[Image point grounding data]
---

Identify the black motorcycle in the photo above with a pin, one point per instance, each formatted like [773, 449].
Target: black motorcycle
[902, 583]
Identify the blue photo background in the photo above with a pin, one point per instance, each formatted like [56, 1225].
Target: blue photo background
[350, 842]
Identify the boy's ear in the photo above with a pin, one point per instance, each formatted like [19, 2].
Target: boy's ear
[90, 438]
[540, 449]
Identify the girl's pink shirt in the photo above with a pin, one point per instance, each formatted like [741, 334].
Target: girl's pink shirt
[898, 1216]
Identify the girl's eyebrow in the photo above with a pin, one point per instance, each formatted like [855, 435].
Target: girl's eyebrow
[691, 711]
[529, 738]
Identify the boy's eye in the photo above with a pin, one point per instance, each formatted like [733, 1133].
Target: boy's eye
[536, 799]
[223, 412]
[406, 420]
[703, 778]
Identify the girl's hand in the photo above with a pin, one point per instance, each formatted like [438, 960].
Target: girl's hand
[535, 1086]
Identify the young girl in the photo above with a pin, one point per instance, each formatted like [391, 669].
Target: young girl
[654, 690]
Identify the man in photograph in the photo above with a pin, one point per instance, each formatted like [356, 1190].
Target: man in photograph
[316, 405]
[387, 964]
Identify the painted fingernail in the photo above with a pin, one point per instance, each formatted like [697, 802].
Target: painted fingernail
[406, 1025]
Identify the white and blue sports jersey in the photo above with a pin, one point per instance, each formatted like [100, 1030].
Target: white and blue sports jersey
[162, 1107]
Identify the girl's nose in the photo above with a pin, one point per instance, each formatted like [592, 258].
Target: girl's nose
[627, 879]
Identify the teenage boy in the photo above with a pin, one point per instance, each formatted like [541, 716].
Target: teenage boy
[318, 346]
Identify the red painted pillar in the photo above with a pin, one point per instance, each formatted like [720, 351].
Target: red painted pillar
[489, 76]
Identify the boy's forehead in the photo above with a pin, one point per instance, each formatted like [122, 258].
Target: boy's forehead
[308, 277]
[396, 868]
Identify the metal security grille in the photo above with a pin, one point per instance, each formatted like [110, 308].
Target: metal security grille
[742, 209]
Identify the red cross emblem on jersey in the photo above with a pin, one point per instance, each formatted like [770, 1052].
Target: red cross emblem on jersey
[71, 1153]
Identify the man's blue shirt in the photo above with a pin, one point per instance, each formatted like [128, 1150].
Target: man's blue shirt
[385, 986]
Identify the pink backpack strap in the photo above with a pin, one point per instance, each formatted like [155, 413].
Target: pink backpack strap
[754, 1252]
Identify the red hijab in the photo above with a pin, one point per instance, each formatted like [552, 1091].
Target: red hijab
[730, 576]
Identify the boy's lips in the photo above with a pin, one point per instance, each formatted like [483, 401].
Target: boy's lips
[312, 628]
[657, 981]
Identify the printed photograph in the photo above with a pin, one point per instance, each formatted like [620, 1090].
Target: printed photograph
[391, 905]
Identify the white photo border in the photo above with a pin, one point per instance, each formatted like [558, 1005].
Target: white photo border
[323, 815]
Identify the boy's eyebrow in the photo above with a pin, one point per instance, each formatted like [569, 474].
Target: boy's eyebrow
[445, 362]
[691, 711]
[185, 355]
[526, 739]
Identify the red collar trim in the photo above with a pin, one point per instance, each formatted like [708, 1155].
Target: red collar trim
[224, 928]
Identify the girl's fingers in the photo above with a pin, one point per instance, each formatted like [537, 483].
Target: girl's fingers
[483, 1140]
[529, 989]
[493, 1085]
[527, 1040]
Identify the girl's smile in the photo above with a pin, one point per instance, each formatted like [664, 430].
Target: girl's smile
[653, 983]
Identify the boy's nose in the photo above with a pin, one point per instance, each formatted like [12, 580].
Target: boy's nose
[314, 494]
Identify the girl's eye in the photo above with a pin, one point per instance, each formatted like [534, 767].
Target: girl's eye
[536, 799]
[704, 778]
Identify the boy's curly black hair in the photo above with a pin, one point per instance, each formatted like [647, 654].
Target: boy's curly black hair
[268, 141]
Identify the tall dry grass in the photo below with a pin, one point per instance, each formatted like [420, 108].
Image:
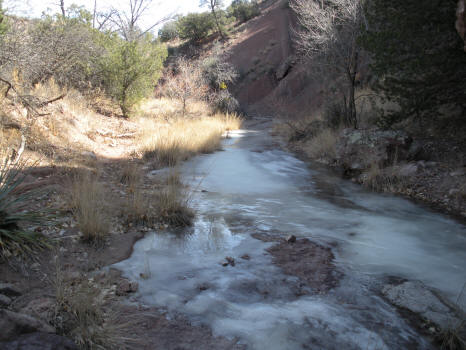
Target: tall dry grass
[168, 138]
[88, 202]
[83, 313]
[168, 204]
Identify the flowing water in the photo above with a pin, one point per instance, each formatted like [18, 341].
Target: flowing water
[253, 187]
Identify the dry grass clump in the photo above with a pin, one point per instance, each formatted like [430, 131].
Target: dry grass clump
[81, 313]
[173, 207]
[131, 174]
[381, 179]
[166, 205]
[170, 139]
[88, 200]
[323, 145]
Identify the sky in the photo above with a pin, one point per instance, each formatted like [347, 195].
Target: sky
[158, 9]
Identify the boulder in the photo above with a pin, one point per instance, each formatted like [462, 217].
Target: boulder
[39, 341]
[416, 297]
[9, 290]
[357, 150]
[14, 324]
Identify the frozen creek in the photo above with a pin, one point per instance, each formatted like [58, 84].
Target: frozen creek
[253, 187]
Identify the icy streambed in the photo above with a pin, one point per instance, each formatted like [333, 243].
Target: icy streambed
[254, 187]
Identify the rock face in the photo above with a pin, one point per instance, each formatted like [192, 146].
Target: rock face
[461, 20]
[39, 341]
[13, 324]
[417, 298]
[357, 150]
[9, 290]
[125, 286]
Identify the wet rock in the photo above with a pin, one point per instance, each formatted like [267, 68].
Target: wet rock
[125, 286]
[417, 151]
[228, 261]
[39, 341]
[9, 290]
[458, 172]
[408, 170]
[203, 287]
[14, 324]
[357, 150]
[310, 262]
[4, 300]
[416, 297]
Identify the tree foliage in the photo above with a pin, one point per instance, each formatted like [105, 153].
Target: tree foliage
[169, 31]
[215, 7]
[131, 69]
[418, 57]
[195, 26]
[244, 10]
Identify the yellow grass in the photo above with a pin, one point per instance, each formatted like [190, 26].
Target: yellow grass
[88, 202]
[168, 138]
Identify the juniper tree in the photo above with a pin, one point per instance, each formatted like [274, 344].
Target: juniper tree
[214, 6]
[418, 57]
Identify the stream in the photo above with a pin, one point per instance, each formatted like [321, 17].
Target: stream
[254, 187]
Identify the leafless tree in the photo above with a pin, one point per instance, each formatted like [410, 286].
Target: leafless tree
[328, 38]
[214, 5]
[127, 22]
[186, 82]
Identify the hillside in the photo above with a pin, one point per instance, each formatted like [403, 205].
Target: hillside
[274, 82]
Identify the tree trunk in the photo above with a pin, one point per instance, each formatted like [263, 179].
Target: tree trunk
[219, 29]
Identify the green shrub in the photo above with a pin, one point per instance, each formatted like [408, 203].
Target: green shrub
[195, 26]
[15, 239]
[244, 10]
[131, 69]
[169, 32]
[217, 72]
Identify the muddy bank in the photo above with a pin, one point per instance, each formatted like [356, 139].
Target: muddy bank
[312, 263]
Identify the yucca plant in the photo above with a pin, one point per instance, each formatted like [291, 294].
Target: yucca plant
[14, 238]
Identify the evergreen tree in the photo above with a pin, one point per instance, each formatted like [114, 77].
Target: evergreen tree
[418, 57]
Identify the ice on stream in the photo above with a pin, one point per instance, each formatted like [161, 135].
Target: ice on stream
[253, 188]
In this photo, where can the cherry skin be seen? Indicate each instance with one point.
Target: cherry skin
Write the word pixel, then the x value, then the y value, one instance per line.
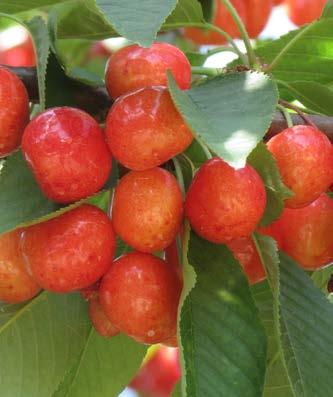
pixel 257 15
pixel 67 153
pixel 246 253
pixel 223 20
pixel 72 251
pixel 135 67
pixel 147 209
pixel 301 12
pixel 14 111
pixel 16 283
pixel 144 129
pixel 304 156
pixel 140 295
pixel 223 203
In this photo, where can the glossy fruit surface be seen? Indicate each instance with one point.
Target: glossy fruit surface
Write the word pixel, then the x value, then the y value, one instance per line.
pixel 147 209
pixel 14 111
pixel 224 203
pixel 304 156
pixel 71 251
pixel 223 20
pixel 257 15
pixel 135 67
pixel 100 320
pixel 67 153
pixel 16 283
pixel 301 12
pixel 144 129
pixel 246 253
pixel 140 295
pixel 307 233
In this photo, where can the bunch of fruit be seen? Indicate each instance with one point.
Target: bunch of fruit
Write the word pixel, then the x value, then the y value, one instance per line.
pixel 138 293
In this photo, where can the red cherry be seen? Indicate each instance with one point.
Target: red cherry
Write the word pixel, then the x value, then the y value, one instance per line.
pixel 257 15
pixel 100 320
pixel 14 111
pixel 16 283
pixel 71 251
pixel 144 129
pixel 135 67
pixel 246 253
pixel 222 19
pixel 147 209
pixel 66 150
pixel 224 203
pixel 304 156
pixel 301 12
pixel 159 375
pixel 140 295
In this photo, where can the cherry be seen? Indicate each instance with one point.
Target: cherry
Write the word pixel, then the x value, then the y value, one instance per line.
pixel 224 203
pixel 304 156
pixel 16 283
pixel 222 19
pixel 246 253
pixel 257 15
pixel 144 129
pixel 301 12
pixel 147 209
pixel 71 251
pixel 140 295
pixel 135 67
pixel 100 320
pixel 66 151
pixel 14 111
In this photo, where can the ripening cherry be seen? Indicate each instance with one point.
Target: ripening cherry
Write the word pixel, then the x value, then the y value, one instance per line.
pixel 140 295
pixel 67 153
pixel 14 111
pixel 135 67
pixel 224 203
pixel 144 129
pixel 147 209
pixel 246 253
pixel 257 15
pixel 304 156
pixel 223 20
pixel 72 251
pixel 16 283
pixel 301 12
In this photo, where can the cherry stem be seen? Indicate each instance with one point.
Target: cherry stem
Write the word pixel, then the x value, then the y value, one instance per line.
pixel 297 110
pixel 245 36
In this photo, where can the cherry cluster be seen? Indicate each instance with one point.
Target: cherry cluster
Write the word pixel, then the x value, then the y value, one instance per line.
pixel 71 158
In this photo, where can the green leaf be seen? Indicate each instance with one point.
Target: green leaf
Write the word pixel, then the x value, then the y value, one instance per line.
pixel 40 343
pixel 21 200
pixel 137 20
pixel 262 160
pixel 231 113
pixel 104 367
pixel 223 342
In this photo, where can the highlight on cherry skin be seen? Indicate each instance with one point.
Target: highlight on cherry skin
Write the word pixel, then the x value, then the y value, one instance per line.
pixel 304 157
pixel 16 282
pixel 14 111
pixel 66 150
pixel 224 203
pixel 71 251
pixel 140 295
pixel 134 67
pixel 144 129
pixel 147 209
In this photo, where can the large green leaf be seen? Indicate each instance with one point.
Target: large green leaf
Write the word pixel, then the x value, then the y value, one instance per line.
pixel 231 113
pixel 223 342
pixel 262 160
pixel 39 343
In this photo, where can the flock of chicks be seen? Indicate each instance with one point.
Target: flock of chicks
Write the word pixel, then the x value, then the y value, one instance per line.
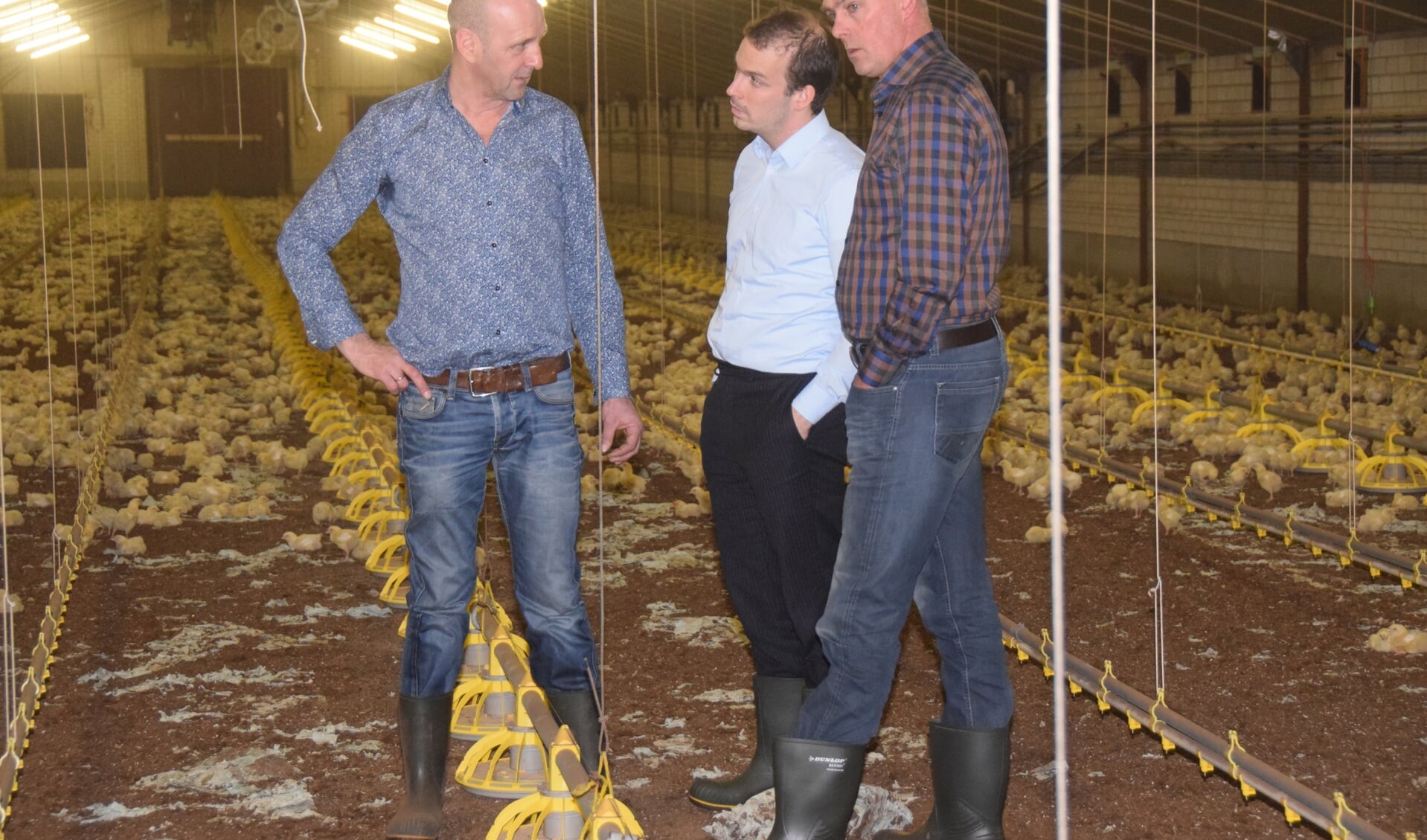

---

→ EXERCISE BRIEF
The answer must consist of every line from the data that contains the word "flock".

→ SOLUTION TO THIS EXERCISE
In this photo, where can the flock of chicks be seen? Indicate each instance with one point.
Target: flock of chicks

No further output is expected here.